**Exercise aim:**
Would you set down the data below exactly as shown?

··· Extracted records

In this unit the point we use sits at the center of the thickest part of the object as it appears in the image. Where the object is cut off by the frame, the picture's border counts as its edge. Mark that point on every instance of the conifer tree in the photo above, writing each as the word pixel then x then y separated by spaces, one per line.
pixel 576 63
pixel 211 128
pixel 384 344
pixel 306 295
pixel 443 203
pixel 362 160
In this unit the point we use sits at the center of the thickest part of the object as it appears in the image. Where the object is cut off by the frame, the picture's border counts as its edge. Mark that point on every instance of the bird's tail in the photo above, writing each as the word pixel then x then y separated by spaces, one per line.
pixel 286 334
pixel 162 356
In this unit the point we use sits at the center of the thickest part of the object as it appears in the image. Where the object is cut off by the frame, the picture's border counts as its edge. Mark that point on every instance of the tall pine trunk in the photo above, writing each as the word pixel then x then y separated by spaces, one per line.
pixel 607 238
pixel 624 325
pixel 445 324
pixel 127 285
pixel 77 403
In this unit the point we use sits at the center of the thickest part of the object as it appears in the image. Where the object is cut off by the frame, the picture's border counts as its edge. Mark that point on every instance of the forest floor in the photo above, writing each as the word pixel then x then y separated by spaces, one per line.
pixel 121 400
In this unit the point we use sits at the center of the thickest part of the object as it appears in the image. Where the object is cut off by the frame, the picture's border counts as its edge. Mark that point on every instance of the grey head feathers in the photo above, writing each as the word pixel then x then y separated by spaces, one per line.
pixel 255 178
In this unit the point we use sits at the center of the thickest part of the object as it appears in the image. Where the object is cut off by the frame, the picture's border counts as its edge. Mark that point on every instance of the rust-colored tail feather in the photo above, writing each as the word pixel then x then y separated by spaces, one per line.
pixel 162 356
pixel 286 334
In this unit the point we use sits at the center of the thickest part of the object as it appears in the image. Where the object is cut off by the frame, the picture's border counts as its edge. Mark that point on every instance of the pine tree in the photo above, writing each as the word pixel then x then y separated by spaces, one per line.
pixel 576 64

······

**Response to the exercise:**
In this unit the point we use sits at the center of the thickest part of the object as it appears in the image. Where the object is cut off by the frame, the picture's border counts as its edge. Mark that point on every instance of the conifer tree in the photo above, writing each as the word pixel then x then y separated by spaces, one per line.
pixel 576 63
pixel 211 128
pixel 384 344
pixel 306 295
pixel 443 203
pixel 362 160
In this unit the point we use sits at the center of the thickest part of the object as it appears in the image. Where the object is cut off by the frame, the picture's border counts as its edge. Mark that point on every instance of the bird's tail in the photo above, writing each as the word pixel then x then y separated by spaces, one per line.
pixel 286 334
pixel 162 356
In this unit the point we use sits at the center of the thickest part of the object as it appears in the image. Where the object is cut off by the frame, the picture's border counts as its edge. Mark that point on every instance of the tall pine trunk in the photo above, writing each as the word pixel then x then y separated by spaces, one per line.
pixel 607 238
pixel 624 325
pixel 445 324
pixel 127 285
pixel 77 403
In this unit the point we use sits at the center of the thickest part of the object as it appears in the image. Where the object is cut off by the frame, the picture's border counts as its edge. Mark that point on every instance of the forest floor in the photo above, writing each as the word pixel then x then y separated by spaces, one per line.
pixel 121 400
In this unit the point we use sits at the center of the thickest part of the object as it appears in the image. Where the object is cut off by the frame, the picture's border counts as its edge. Mark that point on every instance of the grey head feathers in the photo above, writing each as the word pixel then x then y separated by spaces, one per line.
pixel 255 178
In this unit the point we use sits at the center of the thickest part of the object as it appears in the image. Where the object is cut off by the frame, the picture's border counts as its edge. Mark that point on every instance of the rust-colored tail feather in the photo above, writing each as the word pixel then x then y separated by spaces, one per line.
pixel 162 356
pixel 286 334
In this unit the point we use sits at the center of the thickest part of the object as it appears in the image. Where the object is cut off by the frame, the picture's border counts as its edge. Mark that point on every instance of the pine tree in the photo above, writing each as the word pixel then x then y separated by spaces, one per line.
pixel 576 64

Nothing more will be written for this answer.